__Selected excerpt__
--------------------------------------------------
Fractal

A fractal is a geometric object which is rough or irregular on all scales of length, and so which appears to be 'broken up' in a radical way. Some of the best examples can be divided into parts, each of which is similar to the original object. Fractals are said to possess infinite detail, and they may actually have a self-similar structure that occurs at different levels of magnification. In many cases, a fractal can be generated by a repeating pattern, in a typically recursive or iterative process. The term fractal was coined in 1975 by Benoît Mandelbrot, from the Latin fractus or "broken". Before Mandelbrot coined his term, the common name for such structures (the Koch snowflake, for example) was monster curve.
--------------------------------------------------
__Data listing__
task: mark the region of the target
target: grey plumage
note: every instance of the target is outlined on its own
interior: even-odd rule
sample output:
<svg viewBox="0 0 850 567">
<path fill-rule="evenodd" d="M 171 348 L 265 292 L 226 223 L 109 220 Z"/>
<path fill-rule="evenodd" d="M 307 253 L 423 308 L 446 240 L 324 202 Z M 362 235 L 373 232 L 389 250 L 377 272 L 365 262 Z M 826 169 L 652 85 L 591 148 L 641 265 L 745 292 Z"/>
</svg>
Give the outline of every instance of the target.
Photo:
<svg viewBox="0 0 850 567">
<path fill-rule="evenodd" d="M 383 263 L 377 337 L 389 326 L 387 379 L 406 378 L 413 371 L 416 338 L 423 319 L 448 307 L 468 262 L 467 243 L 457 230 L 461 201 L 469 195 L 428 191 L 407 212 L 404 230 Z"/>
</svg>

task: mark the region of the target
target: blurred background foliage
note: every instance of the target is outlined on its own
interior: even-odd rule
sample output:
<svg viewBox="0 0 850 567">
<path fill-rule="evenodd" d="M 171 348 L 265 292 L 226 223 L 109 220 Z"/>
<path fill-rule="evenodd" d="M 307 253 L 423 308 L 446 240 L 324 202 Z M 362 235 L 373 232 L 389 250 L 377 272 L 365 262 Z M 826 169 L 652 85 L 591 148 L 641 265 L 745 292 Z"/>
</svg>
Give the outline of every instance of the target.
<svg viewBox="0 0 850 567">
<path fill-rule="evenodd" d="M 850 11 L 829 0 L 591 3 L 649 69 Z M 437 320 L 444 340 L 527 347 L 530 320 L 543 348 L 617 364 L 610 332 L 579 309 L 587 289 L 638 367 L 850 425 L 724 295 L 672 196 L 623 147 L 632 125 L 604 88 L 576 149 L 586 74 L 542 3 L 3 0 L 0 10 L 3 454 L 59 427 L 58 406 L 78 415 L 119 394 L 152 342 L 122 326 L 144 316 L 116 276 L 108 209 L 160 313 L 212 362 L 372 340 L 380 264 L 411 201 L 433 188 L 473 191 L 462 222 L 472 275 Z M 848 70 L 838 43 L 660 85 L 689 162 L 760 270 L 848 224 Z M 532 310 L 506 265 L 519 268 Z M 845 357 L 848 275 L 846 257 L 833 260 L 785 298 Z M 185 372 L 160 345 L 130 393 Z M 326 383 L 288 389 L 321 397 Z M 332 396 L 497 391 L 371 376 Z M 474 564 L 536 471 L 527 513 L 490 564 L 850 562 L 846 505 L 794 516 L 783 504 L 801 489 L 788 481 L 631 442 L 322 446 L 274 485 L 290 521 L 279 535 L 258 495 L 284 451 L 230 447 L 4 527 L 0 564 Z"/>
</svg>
--------------------------------------------------
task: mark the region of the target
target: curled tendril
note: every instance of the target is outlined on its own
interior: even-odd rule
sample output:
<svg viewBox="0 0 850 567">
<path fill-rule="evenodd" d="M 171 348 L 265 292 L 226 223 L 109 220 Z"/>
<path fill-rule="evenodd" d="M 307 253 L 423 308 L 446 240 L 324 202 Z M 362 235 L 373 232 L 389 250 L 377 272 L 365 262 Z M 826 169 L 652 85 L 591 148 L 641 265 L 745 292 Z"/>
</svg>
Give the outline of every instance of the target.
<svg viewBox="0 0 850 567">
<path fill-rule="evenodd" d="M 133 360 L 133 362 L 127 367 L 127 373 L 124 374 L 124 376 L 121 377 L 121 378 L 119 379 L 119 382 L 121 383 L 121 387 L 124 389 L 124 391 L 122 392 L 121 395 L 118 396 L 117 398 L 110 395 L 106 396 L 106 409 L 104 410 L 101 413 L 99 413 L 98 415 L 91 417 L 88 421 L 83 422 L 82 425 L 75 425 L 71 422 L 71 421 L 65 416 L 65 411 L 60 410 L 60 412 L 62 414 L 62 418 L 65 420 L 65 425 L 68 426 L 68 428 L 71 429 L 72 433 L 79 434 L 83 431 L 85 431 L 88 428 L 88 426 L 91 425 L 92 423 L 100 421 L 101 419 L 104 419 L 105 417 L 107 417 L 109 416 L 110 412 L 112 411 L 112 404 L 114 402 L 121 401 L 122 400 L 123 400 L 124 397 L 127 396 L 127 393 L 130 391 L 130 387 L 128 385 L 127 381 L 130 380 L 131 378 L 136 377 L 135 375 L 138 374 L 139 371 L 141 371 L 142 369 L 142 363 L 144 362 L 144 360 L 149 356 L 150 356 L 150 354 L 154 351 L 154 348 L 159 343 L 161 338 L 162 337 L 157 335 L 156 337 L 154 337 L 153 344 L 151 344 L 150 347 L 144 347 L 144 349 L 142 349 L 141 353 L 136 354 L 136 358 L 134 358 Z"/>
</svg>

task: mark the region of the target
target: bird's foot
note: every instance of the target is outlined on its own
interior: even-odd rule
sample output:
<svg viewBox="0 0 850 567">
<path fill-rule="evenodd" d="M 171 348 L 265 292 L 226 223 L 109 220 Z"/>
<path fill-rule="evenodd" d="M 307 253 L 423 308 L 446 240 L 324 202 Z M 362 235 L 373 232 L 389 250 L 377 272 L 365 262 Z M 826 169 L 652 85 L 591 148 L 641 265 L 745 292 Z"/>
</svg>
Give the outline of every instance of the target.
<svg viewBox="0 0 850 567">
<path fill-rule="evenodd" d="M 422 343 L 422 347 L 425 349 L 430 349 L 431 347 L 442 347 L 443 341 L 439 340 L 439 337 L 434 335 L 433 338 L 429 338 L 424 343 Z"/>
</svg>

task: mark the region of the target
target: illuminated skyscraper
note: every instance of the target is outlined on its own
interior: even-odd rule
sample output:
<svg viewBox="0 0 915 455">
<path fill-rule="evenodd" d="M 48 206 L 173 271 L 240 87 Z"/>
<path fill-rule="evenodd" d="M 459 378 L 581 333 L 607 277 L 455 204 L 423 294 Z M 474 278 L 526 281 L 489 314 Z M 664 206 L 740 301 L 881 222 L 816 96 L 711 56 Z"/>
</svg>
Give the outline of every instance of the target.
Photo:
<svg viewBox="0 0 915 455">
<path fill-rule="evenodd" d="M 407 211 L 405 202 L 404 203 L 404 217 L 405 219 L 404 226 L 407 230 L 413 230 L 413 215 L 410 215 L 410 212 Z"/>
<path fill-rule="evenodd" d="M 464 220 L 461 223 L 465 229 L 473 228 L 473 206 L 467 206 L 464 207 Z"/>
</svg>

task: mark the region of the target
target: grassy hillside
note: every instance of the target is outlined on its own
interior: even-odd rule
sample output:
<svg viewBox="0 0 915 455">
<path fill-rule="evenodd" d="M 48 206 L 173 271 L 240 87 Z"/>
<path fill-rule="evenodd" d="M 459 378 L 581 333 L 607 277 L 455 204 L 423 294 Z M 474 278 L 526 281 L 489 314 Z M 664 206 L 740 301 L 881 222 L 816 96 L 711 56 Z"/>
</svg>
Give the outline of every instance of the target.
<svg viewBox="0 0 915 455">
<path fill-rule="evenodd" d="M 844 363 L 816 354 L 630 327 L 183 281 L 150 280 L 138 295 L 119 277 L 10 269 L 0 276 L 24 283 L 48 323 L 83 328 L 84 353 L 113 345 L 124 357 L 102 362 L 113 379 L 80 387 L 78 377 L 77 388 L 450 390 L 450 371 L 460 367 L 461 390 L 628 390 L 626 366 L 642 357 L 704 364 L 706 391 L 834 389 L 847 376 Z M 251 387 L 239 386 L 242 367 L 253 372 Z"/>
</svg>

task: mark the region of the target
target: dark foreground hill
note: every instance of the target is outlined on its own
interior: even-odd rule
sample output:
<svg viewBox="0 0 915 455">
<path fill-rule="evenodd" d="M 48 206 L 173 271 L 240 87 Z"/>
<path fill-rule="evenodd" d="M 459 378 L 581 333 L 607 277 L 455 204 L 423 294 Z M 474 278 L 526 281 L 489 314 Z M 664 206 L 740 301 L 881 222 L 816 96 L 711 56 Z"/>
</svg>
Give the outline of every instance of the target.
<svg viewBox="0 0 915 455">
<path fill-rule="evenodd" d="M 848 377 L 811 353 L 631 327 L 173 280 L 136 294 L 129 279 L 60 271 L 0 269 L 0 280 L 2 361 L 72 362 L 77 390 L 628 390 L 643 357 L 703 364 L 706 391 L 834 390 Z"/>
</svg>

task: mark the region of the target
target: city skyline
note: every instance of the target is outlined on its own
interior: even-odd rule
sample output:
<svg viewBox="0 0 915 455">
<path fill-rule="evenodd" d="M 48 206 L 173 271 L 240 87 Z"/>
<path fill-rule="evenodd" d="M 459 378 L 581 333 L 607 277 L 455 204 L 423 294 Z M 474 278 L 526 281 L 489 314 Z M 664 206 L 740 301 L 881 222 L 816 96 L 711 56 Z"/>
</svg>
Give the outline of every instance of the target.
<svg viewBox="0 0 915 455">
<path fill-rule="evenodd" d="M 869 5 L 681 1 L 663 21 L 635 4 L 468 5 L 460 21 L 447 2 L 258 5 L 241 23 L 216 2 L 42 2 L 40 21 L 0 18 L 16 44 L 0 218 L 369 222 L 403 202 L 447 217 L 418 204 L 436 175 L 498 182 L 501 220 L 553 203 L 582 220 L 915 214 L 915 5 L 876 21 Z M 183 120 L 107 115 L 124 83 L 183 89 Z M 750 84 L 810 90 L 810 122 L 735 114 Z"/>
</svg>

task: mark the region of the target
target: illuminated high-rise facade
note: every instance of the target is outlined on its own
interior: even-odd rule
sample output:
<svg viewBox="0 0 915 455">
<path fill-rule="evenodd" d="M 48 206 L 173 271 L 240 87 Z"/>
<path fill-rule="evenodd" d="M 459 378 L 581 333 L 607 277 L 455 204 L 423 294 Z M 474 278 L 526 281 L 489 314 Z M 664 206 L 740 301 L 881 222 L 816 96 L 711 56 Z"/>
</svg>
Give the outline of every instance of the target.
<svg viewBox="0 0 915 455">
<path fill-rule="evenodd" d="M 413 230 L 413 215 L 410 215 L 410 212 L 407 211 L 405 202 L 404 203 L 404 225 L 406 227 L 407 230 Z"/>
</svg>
--------------------------------------------------
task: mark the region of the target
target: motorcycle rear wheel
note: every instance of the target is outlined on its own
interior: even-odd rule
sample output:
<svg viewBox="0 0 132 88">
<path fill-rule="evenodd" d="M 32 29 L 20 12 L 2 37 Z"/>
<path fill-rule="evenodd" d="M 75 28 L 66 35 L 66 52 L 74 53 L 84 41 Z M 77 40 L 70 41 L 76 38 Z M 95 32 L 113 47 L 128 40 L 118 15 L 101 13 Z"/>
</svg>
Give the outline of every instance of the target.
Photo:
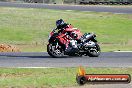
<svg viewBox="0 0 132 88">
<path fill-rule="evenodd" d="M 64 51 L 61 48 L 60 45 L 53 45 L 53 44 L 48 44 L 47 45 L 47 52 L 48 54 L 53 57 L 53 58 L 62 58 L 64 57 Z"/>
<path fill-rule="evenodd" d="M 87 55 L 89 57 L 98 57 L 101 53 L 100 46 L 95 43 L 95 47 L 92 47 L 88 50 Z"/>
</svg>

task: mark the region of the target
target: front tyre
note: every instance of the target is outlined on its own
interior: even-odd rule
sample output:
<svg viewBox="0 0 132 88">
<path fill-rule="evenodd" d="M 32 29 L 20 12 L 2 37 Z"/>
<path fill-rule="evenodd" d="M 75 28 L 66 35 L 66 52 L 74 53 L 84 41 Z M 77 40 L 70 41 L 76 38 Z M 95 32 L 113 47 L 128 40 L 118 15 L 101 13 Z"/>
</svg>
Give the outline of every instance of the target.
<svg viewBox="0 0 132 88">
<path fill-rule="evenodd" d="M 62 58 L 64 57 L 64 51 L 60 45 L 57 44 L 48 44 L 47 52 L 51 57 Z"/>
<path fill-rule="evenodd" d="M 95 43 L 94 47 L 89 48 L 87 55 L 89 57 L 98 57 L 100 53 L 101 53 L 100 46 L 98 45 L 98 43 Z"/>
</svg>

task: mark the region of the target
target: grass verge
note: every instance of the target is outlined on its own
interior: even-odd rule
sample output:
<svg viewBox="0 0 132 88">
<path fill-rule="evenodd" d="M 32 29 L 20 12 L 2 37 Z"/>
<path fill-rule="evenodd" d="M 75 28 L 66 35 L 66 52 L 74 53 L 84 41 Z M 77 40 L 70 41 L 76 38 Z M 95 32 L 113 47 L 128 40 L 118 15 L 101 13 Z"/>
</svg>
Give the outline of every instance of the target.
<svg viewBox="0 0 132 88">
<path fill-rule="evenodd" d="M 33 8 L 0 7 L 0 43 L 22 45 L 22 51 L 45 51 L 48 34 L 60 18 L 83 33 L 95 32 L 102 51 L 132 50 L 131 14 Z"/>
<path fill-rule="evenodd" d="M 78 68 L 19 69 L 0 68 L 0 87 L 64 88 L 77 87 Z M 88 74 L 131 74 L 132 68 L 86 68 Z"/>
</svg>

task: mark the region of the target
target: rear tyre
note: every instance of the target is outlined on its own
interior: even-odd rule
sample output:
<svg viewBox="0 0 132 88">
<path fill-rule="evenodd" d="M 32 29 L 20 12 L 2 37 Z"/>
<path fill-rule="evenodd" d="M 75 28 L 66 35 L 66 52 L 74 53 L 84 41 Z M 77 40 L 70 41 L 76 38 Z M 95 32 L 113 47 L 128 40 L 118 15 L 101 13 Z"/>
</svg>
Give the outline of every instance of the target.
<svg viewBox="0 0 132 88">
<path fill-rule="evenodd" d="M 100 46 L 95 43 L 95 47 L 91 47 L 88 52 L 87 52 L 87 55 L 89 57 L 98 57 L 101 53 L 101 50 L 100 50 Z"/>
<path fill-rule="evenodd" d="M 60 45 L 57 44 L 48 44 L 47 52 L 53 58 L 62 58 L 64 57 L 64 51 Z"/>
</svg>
--------------------------------------------------
__Tasks for this exercise__
1: Extract the passage on fractals from "A fractal is" up to and including "was monster curve.".
2: According to the passage on fractals, what was the common name for such structures before Mandelbrot coined his term?
The entries are separate material and have nothing to do with the passage on fractals.

__Answers to the exercises__
1:
A fractal is a geometric object which is rough or irregular on all scales of length, and so which appears to be 'broken up' in a radical way. Some of the best examples can be divided into parts, each of which is similar to the original object. Fractals are said to possess infinite detail, and they may actually have a self-similar structure that occurs at different levels of magnification. In many cases, a fractal can be generated by a repeating pattern, in a typically recursive or iterative process. The term fractal was coined in 1975 by Benoît Mandelbrot, from the Latin fractus or "broken". Before Mandelbrot coined his term, the common name for such structures (the Koch snowflake, for example) was monster curve.

2: Monster curve.